Rows from a pointing dataset:
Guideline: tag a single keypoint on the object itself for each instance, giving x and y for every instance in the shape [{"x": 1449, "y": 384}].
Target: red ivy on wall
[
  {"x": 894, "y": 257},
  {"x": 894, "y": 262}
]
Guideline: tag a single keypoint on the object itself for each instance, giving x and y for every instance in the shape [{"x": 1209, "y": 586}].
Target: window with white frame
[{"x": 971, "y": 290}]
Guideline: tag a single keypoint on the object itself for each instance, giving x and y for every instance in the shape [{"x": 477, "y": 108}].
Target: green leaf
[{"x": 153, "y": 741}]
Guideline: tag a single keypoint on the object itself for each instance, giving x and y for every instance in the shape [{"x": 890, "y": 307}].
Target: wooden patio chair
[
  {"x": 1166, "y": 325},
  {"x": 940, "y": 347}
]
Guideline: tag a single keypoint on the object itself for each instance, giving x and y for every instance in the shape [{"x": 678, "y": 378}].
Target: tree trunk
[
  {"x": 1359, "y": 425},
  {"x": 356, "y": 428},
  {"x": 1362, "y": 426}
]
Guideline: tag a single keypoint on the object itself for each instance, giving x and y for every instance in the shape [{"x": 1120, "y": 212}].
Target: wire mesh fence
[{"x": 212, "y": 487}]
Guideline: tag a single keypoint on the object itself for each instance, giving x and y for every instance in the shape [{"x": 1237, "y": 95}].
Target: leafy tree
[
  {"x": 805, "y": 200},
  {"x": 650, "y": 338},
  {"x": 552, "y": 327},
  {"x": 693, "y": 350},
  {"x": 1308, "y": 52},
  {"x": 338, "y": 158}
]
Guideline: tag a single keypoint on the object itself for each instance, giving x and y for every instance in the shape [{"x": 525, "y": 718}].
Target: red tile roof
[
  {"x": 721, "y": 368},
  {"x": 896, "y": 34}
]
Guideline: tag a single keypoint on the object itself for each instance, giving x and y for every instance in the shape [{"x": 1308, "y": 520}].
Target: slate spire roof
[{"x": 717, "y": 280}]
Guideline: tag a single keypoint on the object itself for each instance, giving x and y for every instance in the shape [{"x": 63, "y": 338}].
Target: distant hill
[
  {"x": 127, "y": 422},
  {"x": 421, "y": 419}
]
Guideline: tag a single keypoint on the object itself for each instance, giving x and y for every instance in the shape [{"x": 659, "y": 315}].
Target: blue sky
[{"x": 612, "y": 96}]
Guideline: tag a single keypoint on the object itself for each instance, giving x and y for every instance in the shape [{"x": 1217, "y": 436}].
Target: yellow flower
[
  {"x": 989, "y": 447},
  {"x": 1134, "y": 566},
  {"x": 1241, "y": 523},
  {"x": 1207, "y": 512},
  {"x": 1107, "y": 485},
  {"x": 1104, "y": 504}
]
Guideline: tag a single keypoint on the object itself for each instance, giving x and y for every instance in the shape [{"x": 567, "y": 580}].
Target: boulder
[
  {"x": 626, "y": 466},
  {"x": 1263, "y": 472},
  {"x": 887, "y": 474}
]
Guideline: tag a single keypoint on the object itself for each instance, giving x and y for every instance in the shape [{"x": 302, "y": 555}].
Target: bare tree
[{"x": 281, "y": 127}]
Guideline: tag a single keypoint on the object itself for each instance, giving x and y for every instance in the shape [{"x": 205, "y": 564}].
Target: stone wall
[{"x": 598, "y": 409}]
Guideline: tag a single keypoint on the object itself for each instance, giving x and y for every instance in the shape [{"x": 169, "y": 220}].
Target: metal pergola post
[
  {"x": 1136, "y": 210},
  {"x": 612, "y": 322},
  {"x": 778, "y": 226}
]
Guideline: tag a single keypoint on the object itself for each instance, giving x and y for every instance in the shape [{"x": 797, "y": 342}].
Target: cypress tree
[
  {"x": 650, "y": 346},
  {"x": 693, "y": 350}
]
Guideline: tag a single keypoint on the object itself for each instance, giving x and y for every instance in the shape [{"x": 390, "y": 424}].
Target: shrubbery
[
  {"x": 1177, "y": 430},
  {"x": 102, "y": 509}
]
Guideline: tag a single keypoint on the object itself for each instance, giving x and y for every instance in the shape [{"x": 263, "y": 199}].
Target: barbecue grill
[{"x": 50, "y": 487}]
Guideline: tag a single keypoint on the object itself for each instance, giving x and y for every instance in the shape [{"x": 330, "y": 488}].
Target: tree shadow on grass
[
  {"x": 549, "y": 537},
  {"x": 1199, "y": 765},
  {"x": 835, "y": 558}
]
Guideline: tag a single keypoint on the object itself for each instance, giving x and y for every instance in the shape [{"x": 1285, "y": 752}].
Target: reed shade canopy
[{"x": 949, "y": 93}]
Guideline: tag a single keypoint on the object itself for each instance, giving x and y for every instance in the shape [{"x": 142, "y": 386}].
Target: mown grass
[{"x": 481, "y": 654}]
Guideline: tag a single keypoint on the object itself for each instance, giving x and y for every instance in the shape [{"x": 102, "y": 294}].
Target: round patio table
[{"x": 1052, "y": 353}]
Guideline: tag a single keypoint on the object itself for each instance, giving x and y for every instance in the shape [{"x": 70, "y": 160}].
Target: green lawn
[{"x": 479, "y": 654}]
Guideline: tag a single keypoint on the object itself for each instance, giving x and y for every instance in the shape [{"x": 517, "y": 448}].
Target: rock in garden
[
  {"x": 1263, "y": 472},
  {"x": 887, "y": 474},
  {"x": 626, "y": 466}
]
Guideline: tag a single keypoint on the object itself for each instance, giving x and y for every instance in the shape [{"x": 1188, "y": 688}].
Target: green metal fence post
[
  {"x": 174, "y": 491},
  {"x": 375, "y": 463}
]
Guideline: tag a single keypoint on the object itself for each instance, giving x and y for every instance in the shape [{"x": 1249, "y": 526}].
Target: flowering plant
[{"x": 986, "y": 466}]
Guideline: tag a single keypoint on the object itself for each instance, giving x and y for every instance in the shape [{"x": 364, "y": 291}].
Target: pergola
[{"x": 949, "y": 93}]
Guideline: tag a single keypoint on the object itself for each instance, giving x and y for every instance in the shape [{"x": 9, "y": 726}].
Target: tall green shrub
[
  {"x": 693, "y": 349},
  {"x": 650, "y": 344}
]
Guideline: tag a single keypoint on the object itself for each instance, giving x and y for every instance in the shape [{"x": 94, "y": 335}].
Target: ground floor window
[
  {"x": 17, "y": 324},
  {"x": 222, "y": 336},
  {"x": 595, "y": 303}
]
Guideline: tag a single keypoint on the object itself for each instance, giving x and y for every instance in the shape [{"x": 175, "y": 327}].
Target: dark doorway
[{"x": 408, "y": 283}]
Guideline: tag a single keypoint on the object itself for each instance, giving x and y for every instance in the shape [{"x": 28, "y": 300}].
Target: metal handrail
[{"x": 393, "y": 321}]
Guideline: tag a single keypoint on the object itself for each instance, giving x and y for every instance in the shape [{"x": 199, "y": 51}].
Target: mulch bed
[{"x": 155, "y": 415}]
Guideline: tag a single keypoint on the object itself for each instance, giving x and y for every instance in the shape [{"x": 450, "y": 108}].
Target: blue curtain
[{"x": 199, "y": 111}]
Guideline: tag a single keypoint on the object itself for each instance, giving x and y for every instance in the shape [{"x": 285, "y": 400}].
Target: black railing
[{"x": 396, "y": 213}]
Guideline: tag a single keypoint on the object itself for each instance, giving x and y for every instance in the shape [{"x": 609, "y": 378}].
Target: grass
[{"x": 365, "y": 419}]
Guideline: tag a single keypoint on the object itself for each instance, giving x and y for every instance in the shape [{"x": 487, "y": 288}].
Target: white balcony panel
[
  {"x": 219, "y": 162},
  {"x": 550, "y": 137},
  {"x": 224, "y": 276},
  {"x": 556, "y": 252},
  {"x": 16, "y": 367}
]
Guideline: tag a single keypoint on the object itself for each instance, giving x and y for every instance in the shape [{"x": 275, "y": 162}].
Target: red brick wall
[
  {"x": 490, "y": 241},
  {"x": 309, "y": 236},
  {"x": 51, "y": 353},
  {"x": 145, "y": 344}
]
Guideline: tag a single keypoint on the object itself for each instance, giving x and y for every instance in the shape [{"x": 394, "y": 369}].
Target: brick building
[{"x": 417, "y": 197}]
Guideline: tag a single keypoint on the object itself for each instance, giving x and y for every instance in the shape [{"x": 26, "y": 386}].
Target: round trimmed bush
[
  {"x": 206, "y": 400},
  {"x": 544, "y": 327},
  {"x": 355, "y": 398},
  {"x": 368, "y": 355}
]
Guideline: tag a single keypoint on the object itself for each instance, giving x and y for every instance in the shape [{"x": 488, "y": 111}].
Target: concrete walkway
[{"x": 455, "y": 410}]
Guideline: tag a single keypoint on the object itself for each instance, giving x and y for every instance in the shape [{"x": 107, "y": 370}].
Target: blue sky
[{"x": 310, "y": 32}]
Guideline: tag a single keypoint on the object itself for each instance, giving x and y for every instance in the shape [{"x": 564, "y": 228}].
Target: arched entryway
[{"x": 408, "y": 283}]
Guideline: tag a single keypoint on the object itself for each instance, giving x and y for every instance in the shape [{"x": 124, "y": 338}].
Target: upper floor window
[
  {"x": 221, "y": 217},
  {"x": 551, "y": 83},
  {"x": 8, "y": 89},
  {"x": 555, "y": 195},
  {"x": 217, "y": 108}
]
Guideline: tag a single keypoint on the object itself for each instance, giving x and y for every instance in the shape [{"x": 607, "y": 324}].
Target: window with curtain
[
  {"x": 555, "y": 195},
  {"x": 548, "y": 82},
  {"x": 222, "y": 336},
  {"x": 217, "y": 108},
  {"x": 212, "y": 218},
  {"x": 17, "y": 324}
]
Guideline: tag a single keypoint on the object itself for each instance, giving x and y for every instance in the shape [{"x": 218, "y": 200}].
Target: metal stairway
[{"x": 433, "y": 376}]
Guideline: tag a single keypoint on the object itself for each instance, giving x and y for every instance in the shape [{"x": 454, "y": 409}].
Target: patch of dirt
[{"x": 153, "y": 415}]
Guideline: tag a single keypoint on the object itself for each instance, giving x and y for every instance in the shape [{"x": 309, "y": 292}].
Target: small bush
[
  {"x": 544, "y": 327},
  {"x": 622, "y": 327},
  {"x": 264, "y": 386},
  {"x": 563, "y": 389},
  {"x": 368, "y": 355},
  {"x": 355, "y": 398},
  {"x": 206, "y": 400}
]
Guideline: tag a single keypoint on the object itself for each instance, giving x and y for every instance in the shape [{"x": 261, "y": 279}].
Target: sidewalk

Exercise prompt: Report how many lines of the records contain the string "window", counting only matches with the same case. Give the number alone.

The reply: 4